WRITTEN REQUEST
Reproduce word for word the stretch of the items below, from the line containing "Assuming the wooden" through the end of the items.

Start of DATASET ENTRIES

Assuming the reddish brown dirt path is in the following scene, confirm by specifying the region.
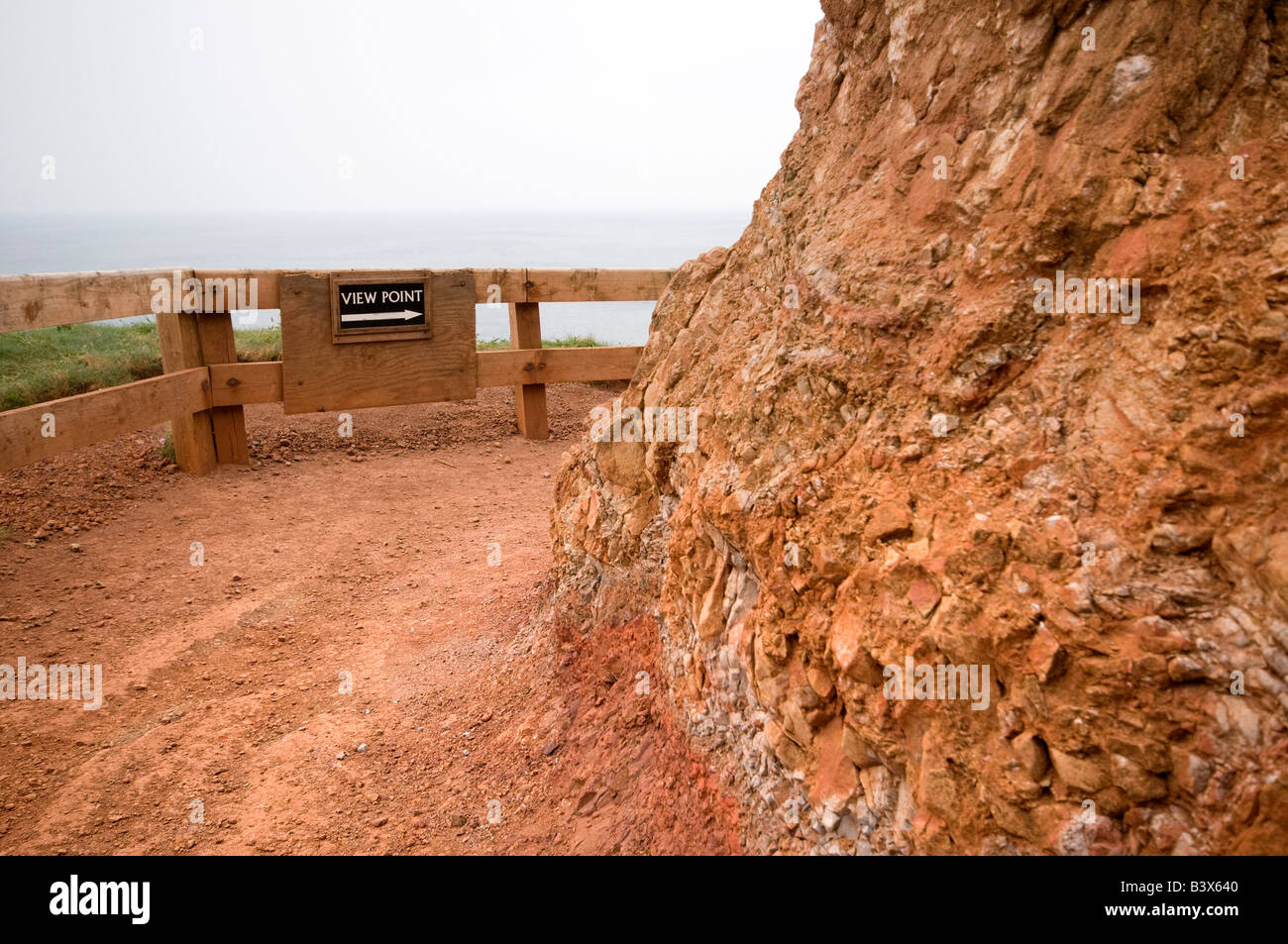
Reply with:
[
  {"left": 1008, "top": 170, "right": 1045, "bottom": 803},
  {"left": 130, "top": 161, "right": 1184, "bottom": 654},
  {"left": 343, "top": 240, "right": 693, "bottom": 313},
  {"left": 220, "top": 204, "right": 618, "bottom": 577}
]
[{"left": 0, "top": 385, "right": 734, "bottom": 854}]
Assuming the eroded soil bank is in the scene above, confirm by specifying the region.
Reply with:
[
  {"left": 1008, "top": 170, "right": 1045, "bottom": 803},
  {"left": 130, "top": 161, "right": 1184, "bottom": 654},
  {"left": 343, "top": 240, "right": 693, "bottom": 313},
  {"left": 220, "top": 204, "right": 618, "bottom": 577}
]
[{"left": 0, "top": 385, "right": 733, "bottom": 854}]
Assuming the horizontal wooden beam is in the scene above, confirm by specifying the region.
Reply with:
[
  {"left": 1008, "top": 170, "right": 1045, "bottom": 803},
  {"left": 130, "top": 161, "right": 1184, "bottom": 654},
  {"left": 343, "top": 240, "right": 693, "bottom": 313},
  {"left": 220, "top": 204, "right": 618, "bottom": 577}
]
[
  {"left": 478, "top": 348, "right": 644, "bottom": 386},
  {"left": 523, "top": 269, "right": 675, "bottom": 301},
  {"left": 0, "top": 269, "right": 674, "bottom": 332},
  {"left": 210, "top": 361, "right": 282, "bottom": 407},
  {"left": 0, "top": 269, "right": 190, "bottom": 331},
  {"left": 0, "top": 367, "right": 210, "bottom": 472}
]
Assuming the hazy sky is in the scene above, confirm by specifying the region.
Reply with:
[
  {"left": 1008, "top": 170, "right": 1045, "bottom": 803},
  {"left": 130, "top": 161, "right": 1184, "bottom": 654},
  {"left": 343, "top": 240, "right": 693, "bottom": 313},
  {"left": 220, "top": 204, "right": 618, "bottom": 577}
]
[{"left": 0, "top": 0, "right": 820, "bottom": 213}]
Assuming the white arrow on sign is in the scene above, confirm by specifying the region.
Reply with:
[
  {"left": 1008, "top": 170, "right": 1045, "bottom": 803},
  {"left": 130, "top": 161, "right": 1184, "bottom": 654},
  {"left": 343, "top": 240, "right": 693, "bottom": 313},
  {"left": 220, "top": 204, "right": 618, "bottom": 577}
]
[{"left": 340, "top": 309, "right": 425, "bottom": 325}]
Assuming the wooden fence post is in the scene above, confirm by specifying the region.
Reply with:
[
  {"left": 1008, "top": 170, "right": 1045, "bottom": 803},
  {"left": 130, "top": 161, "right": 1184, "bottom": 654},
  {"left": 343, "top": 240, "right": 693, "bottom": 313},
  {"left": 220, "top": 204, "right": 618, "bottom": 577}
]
[
  {"left": 197, "top": 312, "right": 250, "bottom": 465},
  {"left": 510, "top": 301, "right": 550, "bottom": 439},
  {"left": 158, "top": 307, "right": 218, "bottom": 475}
]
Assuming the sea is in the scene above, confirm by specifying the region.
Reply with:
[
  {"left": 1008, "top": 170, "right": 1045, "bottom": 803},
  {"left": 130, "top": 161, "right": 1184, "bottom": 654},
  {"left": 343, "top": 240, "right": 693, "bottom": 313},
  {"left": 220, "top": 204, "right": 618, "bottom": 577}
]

End of DATASET ENTRIES

ANSWER TO THIS TASK
Assuming the wooden fence post is in the scene above, confirm by specifying the region.
Reply with:
[
  {"left": 1008, "top": 170, "right": 1045, "bottom": 803},
  {"left": 130, "top": 161, "right": 1184, "bottom": 654},
  {"left": 343, "top": 240, "right": 693, "bottom": 313},
  {"left": 220, "top": 204, "right": 618, "bottom": 577}
]
[
  {"left": 197, "top": 312, "right": 250, "bottom": 465},
  {"left": 510, "top": 301, "right": 550, "bottom": 439},
  {"left": 158, "top": 307, "right": 218, "bottom": 475}
]
Assuming the sea is in the scene above, confirm by specifying the region.
Reply with:
[
  {"left": 1008, "top": 170, "right": 1045, "bottom": 803},
  {"left": 130, "top": 161, "right": 1184, "bottom": 654},
  {"left": 343, "top": 240, "right": 693, "bottom": 313},
  {"left": 220, "top": 204, "right": 618, "bottom": 577}
]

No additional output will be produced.